Quedarse a medio camino de la mudanza de piel. Vivir la tensión latente entre la dualidad del pasado y el presente, la urbe y el campo, el ruido y el silencio. Pero lo que en apariencia puede ser tan distinto se cruza eventualmente en un mismo punto: la pregunta por la identidad, por quiénes somos, qué queremos y en qué creemos. Aquí, el relato de un citadino que se va a vivir a la montaña y empieza a transformarse al igual que las orugas que invaden su casa.
Por David Eufrasio Guzmán
Ilustración de Alejandra Pérez
Las orugas nos tienen invadidos, se descuelgan de las alturas, avanzan sobre nuestros hombros, aparecen entre las frutas del bodegón, en el baño, en el clóset, estripadas en el piso, cientos, cientos de orugas que dejan sus estelas de seda mientras descienden del techo y se dirigen a no sé dónde. Son negras, delgaditas, con simetrías verdosas en su largura de uno o dos centímetros. Ya nos había advertido un campesino de la vereda cuando llegamos a vivir a la montaña: “No siembren esos dragos que esos dragos se llenan de unas maripositas negras muy fastidiosas y después se arrepienten”.

[Registros de datos]

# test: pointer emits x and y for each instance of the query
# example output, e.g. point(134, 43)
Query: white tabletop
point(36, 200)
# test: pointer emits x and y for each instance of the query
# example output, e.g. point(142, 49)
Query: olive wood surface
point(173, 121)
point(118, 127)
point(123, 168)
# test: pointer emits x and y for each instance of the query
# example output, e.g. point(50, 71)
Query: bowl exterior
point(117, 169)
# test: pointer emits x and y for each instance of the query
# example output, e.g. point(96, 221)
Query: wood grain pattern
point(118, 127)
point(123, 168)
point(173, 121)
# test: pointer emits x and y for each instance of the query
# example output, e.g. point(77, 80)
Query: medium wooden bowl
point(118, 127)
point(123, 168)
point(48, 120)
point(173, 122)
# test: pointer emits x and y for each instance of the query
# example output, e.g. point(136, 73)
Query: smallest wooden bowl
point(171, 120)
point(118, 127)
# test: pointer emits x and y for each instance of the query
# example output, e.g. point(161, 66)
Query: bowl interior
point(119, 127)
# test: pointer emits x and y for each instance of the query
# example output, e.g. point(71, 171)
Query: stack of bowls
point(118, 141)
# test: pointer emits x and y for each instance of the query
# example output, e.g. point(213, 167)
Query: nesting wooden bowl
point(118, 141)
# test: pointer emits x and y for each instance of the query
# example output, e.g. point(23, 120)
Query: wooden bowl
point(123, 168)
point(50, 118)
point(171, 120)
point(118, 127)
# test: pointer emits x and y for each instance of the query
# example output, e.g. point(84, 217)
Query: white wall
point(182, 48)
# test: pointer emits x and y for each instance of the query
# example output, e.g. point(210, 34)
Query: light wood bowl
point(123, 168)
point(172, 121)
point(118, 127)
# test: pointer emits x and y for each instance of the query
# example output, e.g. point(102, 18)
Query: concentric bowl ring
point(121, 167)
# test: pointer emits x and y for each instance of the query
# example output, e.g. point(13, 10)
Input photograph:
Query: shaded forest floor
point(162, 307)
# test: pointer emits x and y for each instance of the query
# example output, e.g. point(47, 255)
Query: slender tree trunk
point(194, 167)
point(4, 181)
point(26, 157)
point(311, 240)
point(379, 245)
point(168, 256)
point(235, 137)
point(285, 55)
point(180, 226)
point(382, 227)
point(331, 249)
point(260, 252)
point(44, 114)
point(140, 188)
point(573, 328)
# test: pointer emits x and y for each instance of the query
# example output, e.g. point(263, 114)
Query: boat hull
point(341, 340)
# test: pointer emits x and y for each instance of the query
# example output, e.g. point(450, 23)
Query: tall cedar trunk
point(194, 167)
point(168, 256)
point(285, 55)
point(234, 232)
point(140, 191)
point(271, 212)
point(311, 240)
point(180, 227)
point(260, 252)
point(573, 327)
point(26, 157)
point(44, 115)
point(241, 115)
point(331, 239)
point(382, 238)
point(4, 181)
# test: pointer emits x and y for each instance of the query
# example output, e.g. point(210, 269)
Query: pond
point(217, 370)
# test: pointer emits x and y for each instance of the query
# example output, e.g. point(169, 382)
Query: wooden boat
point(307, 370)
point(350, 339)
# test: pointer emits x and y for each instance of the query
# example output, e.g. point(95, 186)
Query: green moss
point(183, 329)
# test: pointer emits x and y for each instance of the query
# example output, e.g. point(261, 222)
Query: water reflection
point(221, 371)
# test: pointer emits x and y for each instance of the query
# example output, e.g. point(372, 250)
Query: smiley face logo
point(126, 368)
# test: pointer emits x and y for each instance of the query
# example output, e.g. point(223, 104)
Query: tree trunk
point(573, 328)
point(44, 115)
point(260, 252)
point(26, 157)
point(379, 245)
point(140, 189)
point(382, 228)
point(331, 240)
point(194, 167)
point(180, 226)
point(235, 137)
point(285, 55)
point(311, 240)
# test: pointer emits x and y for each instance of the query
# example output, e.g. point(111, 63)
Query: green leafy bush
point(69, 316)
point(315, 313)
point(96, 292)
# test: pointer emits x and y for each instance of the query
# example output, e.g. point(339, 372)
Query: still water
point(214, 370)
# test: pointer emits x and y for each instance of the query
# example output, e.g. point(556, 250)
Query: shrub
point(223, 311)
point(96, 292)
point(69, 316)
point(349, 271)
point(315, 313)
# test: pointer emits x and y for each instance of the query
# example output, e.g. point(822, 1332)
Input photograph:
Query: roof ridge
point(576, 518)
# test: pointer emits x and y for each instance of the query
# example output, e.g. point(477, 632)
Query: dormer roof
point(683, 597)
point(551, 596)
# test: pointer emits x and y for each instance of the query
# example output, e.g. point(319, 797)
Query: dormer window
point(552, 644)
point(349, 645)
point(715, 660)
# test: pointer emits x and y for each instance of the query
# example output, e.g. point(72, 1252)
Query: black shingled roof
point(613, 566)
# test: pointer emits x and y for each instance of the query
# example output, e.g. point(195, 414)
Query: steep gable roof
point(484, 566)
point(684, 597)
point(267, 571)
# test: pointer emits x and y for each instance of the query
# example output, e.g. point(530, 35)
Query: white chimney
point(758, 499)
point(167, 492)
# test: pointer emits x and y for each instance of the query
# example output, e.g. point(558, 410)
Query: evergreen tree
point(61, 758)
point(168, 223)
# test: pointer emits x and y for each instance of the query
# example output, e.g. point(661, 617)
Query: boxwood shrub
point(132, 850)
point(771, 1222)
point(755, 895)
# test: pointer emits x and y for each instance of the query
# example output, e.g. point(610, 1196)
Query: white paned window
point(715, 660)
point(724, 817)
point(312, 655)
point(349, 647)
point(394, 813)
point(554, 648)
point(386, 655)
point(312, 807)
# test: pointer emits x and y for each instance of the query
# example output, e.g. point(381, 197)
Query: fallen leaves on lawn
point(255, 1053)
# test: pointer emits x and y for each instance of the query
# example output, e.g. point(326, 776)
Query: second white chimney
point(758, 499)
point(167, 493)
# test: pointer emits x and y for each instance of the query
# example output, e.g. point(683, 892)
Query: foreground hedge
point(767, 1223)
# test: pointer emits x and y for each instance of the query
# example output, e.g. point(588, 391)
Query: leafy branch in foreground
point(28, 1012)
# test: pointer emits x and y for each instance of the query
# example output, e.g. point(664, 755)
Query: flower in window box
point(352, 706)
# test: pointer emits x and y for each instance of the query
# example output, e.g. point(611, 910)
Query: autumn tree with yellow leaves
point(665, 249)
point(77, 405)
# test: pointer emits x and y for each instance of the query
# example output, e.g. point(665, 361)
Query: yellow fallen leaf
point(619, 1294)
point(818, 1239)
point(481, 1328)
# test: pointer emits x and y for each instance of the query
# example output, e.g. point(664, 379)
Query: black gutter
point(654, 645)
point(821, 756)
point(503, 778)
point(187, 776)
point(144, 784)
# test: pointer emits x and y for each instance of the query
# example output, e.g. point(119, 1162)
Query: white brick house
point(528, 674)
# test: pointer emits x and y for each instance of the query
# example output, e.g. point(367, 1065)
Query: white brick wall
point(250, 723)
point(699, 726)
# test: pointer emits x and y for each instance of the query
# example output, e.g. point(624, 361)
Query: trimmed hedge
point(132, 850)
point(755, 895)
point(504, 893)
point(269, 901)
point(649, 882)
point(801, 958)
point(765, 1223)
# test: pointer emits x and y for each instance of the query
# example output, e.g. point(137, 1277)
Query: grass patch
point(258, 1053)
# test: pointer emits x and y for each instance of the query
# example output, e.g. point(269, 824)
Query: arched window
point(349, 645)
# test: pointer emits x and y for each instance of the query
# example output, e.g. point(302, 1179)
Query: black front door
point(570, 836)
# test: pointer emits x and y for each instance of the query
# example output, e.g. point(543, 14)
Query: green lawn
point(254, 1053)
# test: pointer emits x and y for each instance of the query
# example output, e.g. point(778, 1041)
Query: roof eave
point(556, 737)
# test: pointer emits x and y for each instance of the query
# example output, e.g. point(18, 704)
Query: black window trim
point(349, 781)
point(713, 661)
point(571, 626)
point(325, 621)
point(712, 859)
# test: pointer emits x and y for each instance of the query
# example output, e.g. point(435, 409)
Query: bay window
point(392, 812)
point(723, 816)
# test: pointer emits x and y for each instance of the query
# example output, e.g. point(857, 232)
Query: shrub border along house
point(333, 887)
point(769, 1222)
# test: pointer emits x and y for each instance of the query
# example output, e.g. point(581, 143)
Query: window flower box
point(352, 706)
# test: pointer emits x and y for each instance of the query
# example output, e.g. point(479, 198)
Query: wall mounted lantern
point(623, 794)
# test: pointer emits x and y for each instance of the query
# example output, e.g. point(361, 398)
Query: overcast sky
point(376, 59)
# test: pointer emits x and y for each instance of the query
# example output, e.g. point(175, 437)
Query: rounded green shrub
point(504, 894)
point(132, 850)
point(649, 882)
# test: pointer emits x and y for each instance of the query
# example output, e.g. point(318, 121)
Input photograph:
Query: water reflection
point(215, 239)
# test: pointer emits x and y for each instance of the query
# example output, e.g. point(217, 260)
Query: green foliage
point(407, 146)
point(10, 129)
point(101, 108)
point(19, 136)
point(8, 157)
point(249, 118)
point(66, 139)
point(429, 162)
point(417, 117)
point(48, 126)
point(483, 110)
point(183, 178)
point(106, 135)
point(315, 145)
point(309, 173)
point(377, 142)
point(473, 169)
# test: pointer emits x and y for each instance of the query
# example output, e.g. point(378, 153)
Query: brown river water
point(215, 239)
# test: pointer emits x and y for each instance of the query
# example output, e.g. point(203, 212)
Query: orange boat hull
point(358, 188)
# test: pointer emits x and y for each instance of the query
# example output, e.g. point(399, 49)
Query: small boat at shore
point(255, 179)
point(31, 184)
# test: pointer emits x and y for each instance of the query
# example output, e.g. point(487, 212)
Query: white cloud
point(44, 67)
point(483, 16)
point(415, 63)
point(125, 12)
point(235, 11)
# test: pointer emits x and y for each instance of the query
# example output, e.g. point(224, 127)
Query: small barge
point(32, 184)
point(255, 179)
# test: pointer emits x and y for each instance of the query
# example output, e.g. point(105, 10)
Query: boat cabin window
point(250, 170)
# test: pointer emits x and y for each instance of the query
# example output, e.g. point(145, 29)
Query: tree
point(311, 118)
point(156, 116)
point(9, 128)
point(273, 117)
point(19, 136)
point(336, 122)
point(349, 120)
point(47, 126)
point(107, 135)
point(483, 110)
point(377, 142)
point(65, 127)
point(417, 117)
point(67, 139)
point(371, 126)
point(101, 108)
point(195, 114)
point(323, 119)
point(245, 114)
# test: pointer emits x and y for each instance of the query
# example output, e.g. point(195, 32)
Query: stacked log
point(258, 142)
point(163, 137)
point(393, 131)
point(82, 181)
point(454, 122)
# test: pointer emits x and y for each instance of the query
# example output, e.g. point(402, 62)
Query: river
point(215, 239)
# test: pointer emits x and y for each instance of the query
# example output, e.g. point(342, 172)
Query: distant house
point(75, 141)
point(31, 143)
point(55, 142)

• EJERCICIO
Reproduce palabra por palabra el texto completo sobre las orugas que invaden la casa en la montaña. Los ítems proceden de otra fuente.

• RESULTADO DEL EJERCICIO
Quedarse a medio camino de la mudanza de piel. Vivir la tensión latente entre la dualidad del pasado y el presente, la urbe y el campo, el ruido y el silencio. Pero lo que en apariencia puede ser tan distinto se cruza eventualmente en un mismo punto: la pregunta por la identidad, por quiénes somos, qué queremos y en qué creemos. Aquí, el relato de un citadino que se va a vivir a la montaña y empieza a transformarse al igual que las orugas que invaden su casa.
Por David Eufrasio Guzmán
Ilustración de Alejandra Pérez
Las orugas nos tienen invadidos, se descuelgan de las alturas, avanzan sobre nuestros hombros, aparecen entre las frutas del bodegón, en el baño, en el clóset, estripadas en el piso, cientos, cientos de orugas que dejan sus estelas de seda mientras descienden del techo y se dirigen a no sé dónde. Son negras, delgaditas, con simetrías verdosas en su largura de uno o dos centímetros. Ya nos había advertido un campesino de la vereda cuando llegamos a vivir a la montaña: “No siembren esos dragos que esos dragos se llenan de unas maripositas negras muy fastidiosas y después se arrepienten”.